* What is being asked *
Retype the whole listing that follows, line for line.

[Opening Data excerpts section]

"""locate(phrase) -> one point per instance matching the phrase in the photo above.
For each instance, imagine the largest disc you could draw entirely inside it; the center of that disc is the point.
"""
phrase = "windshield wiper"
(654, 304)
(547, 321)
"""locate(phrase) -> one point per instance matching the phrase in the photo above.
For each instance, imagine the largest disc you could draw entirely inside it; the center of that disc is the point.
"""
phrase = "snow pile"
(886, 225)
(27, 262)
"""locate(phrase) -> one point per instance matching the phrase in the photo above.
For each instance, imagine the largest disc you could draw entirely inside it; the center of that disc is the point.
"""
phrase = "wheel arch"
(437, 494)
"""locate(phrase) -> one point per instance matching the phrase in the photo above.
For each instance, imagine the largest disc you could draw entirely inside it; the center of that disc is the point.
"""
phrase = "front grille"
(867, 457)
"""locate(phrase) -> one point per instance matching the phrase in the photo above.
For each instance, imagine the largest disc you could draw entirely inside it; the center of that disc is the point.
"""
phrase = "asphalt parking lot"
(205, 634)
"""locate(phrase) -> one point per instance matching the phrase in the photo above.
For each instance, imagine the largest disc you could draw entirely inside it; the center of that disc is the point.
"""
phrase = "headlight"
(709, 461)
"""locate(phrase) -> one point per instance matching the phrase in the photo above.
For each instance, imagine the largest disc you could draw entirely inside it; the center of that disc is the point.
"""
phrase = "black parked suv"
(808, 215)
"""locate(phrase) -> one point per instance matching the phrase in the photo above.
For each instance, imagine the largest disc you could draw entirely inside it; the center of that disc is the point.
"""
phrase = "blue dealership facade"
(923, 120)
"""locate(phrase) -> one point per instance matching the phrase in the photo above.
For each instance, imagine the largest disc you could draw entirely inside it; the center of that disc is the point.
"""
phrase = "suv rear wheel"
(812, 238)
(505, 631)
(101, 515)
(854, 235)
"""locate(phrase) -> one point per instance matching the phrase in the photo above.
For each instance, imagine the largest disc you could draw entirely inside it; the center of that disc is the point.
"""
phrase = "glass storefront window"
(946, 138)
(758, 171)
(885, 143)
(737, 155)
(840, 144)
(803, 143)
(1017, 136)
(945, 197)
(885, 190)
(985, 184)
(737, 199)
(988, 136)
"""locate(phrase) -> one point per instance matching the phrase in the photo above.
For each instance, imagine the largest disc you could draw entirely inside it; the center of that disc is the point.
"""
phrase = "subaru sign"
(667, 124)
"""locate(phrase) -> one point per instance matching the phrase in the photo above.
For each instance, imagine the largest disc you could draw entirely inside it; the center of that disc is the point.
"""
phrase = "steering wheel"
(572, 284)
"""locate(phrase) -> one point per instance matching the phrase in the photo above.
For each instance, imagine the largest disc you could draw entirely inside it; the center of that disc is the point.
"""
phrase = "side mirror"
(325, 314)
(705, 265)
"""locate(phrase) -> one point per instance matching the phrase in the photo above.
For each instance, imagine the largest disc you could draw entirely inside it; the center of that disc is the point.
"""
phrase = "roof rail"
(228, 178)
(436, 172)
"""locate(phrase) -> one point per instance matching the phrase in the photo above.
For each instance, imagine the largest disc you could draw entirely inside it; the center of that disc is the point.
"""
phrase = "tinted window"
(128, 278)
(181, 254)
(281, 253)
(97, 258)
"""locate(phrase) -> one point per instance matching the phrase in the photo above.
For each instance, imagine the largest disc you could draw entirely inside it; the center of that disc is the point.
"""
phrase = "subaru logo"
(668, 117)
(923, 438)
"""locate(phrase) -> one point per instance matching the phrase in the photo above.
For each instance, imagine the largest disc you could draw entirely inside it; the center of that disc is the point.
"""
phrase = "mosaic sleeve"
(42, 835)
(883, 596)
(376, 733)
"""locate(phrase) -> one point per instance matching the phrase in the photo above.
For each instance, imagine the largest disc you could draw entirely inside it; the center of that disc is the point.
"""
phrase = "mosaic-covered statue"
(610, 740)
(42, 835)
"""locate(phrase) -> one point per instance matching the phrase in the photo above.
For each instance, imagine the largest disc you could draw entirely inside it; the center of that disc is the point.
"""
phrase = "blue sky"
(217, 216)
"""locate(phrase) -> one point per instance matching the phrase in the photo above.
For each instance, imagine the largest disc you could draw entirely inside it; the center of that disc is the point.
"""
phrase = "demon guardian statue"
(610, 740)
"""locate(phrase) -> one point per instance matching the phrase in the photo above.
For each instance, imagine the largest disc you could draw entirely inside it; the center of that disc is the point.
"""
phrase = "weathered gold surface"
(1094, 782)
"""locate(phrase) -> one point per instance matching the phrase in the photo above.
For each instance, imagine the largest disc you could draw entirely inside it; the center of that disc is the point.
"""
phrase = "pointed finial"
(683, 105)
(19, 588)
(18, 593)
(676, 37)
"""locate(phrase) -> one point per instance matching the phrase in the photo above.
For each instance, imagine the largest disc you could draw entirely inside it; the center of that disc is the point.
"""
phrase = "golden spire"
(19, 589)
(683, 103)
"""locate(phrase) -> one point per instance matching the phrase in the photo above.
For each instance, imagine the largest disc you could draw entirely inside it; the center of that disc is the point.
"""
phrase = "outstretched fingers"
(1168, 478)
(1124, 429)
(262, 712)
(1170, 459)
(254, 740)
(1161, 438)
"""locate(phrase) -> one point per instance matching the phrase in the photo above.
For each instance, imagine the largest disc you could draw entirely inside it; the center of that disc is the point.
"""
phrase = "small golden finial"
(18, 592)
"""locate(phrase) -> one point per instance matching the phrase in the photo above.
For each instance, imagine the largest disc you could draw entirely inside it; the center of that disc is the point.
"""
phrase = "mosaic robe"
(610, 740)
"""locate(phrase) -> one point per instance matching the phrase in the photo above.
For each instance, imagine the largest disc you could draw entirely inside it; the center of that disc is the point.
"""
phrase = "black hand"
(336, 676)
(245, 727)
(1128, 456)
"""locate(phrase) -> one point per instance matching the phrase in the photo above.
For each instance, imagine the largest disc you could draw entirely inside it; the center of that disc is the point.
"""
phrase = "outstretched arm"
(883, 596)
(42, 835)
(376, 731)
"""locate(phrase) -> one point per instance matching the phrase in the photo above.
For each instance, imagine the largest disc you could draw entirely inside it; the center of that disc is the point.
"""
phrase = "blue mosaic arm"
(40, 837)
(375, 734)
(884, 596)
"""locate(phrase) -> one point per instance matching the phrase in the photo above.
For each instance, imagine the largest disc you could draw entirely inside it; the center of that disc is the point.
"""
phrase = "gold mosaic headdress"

[Closing Data excerpts section]

* Answer area *
"""locate(phrase) -> one point per instance matching the phrase in the photo above.
For each instance, imagine the largest disc you could draw entirely inside it; the center of that disc is the point.
"""
phrase = "windshield wiper"
(654, 304)
(547, 321)
"""locate(phrase) -> one point per instance matching the phrase in the photo above.
For each instance, imagine the largest disc you could draw entirely inside it; the center of that disc is the point.
"""
phrase = "snow pile"
(886, 225)
(27, 262)
"""locate(phrase) -> one point per instance matching the phrase in the photo above.
For each instance, imagine the largest disc you could draw entirely inside it; the center of that disc is the point.
"""
phrase = "wheel arch"
(437, 494)
"""locate(phrase) -> one point per instance matching the phrase in the photo above.
For each instance, imagine the largest disc you could draw entirely inside it; the center of that disc is the point.
"""
phrase = "front grille"
(867, 457)
"""locate(phrase) -> one point per instance matching the phrase in the photo above.
For each instance, imagine the largest disc you could draw entirely inside it; the center of that disc is the point.
"""
phrase = "asphalt parking lot"
(205, 634)
"""locate(phrase) -> one point per instance matching the phrase in the photo above.
For each instance, imagine the largest disc you could draw entirely inside it; the center of that disc is the point.
"""
phrase = "headlight"
(709, 461)
"""locate(phrase) -> one point per instance matching the phrase in the photo above.
For each instance, imagine the largest disc you could draw entirely inside it; the center of that disc is the point.
"""
phrase = "black parked suv"
(808, 215)
"""locate(phrase) -> one point per instance matching the phrase in the photo above.
For each instance, imagine the largest disc you could draw entirely inside it; the center of that disc is the point.
"""
phrase = "blue dealership facade"
(923, 120)
"""locate(phrase) -> one point per instance matching the phrase in the photo above.
For each instance, imagine the largest disc you could draw entirely inside it; the center of that disc is the point.
"""
phrase = "suv rear wheel"
(812, 238)
(505, 631)
(101, 515)
(854, 235)
"""locate(phrase) -> one point per instance matching the phrase in the photo above.
For each instance, imagine the largest disc you could draw entirely inside it; the center of that disc is the point.
"""
phrase = "glass storefront window"
(946, 138)
(758, 171)
(885, 143)
(737, 155)
(840, 144)
(803, 143)
(1017, 136)
(945, 197)
(885, 190)
(985, 184)
(737, 199)
(988, 136)
"""locate(phrase) -> one point per instance matching the phrase in the photo above.
For each instance, imagine the largest disc you could draw entirely inside it; the center of that disc is the point.
"""
phrase = "subaru sign"
(667, 124)
"""locate(phrase) -> one point per instance matching the phrase in the photo above.
For each instance, imagine the largest disc you could draw entirely inside it; the center of that disc is the point.
"""
phrase = "steering wheel"
(572, 284)
"""locate(phrase) -> one point per instance matching the phrase in the photo above.
For each instance, imagine the largest disc you could draw entirely inside it; the center of that disc is the point.
"""
phrase = "side mirror"
(325, 314)
(705, 265)
"""locate(phrase) -> one point per instance matching the phrase in the photo above.
For each instance, imagine the largest disc you could draw entirely inside it; the center of that disc is the point.
"""
phrase = "roof rail"
(228, 178)
(436, 172)
"""locate(phrase) -> one point per instance matching the phrase in the photo above.
For each instance, imagine the largest disc you could draw entirely inside it; the center of that disc is the point.
"""
phrase = "tinted window"
(128, 278)
(181, 254)
(281, 253)
(97, 258)
"""locate(phrase) -> one point per instance matching the phrase in the photo above.
For each instance, imagine the largest disc you could draw entirely inside it; the center of that disc is the point.
"""
phrase = "subaru logo"
(668, 117)
(923, 438)
"""locate(phrase) -> one point per instance matching the phrase in the photo above.
For each instance, imagine the largest disc you could draw entirely inside it; the center of that disc is the point.
"""
phrase = "mosaic sleeve"
(42, 835)
(883, 596)
(376, 733)
"""locate(phrase) -> one point per instance matching the phrase in the photo above.
For each instance, imagine the largest disc you could draw entirely inside it; the center of that disc is the point.
"""
phrase = "mosaic-covered statue"
(610, 740)
(42, 835)
"""locate(phrase) -> one point per instance matching the phrase in the photo above.
For each instance, imagine the largest disc you could draw entirely inside it; the center of that disc is the point.
"""
phrase = "blue sky"
(217, 216)
"""locate(phrase) -> one point per instance matching the phrase in the photo above.
For each instance, imagine the largest disc you could draw entirely inside it; the center of that disc is the point.
"""
phrase = "demon guardian statue"
(610, 740)
"""locate(phrase) -> one point per instance matching the phrase in the photo above.
For each instance, imagine the largest disc you could draw entirely inside it; the center of that disc is the point.
"""
phrase = "weathered gold surface"
(1094, 782)
"""locate(phrase) -> one point per instance matching the phrase in the photo above.
For each instance, imagine the largest disc you could draw entirely inside it; the center of that disc is the point.
"""
phrase = "pointed finial"
(683, 105)
(19, 588)
(18, 593)
(676, 37)
"""locate(phrase) -> one point per instance matching the phrase in the photo above.
For each instance, imagine the largest disc you could draw entirely inside it; the center of that disc is the point.
"""
phrase = "golden spire"
(19, 589)
(683, 103)
"""locate(phrase) -> one point per instance matching the phrase in the photo above.
For each instance, imagine the largest disc you could draw entirely inside it; the center of that disc is the point.
"""
phrase = "outstretched fingers"
(1168, 478)
(1124, 429)
(262, 712)
(1170, 459)
(254, 740)
(1161, 438)
"""locate(phrase) -> one point per instance matching the phrase in the photo above.
For each instance, imagine the largest disc you could draw entirely inside it; the center of that disc is the point.
"""
phrase = "small golden finial"
(18, 592)
"""locate(phrase) -> one point per instance matching the phrase in the photo above.
For each instance, imagine the largest disc you could draw entirely inside it; the center of that disc is the point.
"""
phrase = "mosaic robe"
(610, 740)
"""locate(phrase) -> one point per instance matching the phrase in the photo above.
For each instance, imagine the largest disc you could draw entirely inside it; the center of that disc is the point.
"""
phrase = "black hand"
(336, 676)
(245, 727)
(1128, 456)
"""locate(phrase) -> one point per instance matching the phrase in the photo above.
For each instance, imagine the largest disc you could draw entirely inside it; the center of that disc is the point.
"""
phrase = "outstretched arm"
(883, 596)
(42, 835)
(376, 731)
"""locate(phrase) -> one point per instance matching the phrase in the photo above.
For each instance, imagine the largest disc you could draw entirely inside it; the center of that disc is the point.
"""
phrase = "blue mosaic arm"
(40, 837)
(375, 734)
(884, 596)
"""locate(phrase) -> one point per instance matching the phrase in the photo above.
For each instance, imagine the largest disc you could draw entirely inside it; the center of that disc is the point.
"""
phrase = "gold mosaic headdress"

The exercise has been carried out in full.